Продолжение. Первую часть читайте по ссылке
Муж о моих жалких потугах шаркнуть ножкой не догадывался. А расстраивать его не хотелось. Он был уверен, что я вот-вот завоюю сердца и симпатии местных элит. Тем более, что вскоре мне предоставили отличный шанс проявить себя и вступить в картель Мамы Чоли.
Будучи замужем за ну очень богатым косметическим хирургом, (Эдик называет его космическим), Алексис являла собой дисплей всех мыслимых инноваций и нано-технологий.
Правду сказать – ювелирная работа.
Она-то и поведала мне, что нынче в моде «ноздри а-ля Майкл Джексон», а грудь можно делать туда-сюда-обратно – в зависимости от настроения.
В общем, прошлась по всем моим слабым местам, зато я узнала у кого почём ноздри и что «я вполне годный материал» для ринопластики. Благодаря чудесным рукам своего мужа, она была владычицей морскою, а все остальные у неё на посылках.
Кстати, один из мифов, которыми мы все напичканы у себя на родине, это то, что все американки повально феминистки. Не все. Во всяком случае, не в нашем нейбохуде (районе). Конкуренция за состоятельного мужчину у нас нешуточная, а учитывая наплыв мексиканок, колумбиек и венесуэлок, у местных феминисток вообще нет шансов.
Наверняка, в северных штатах ситуация несколько другая, но Техас явно страдает переизбытком от латиномухер. Высшим пилотажем считается заарканить белого гринго и навесить на него многочисленную родню с гор, обзавестись челядью из менее удачливых соотечественниц и презирать их… но об этом после.

============

§ ЗАДАНИЕ A
Почему, согласно тексту, у местных феминисток в описанном районе нет шансов? Ответьте в одном–трех предложениях.
§ ЗАДАНИЕ B
Перепишите из текста без изменений отрывок от слов «Правду сказать –» до слов «неё на посылках.» включительно.

============

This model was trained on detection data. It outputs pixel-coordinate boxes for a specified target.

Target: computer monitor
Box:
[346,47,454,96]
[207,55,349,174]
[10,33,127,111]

============

§ ГОТОВЫЙ ОТВЕТ A
Конкуренция за состоятельного мужчину там нешуточная. Вдобавок в район наплывают мексиканки, колумбийки и венесуэлки.

§ ГОТОВЫЙ ОТВЕТ B
Правду сказать – ювелирная работа.
Она-то и поведала мне, что нынче в моде «ноздри а-ля Майкл Джексон», а грудь можно делать туда-сюда-обратно – в зависимости от настроения.
В общем, прошлась по всем моим слабым местам, зато я узнала у кого почём ноздри и что «я вполне годный материал» для ринопластики. Благодаря чудесным рукам своего мужа, она была владычицей морскою, а все остальные у неё на посылках.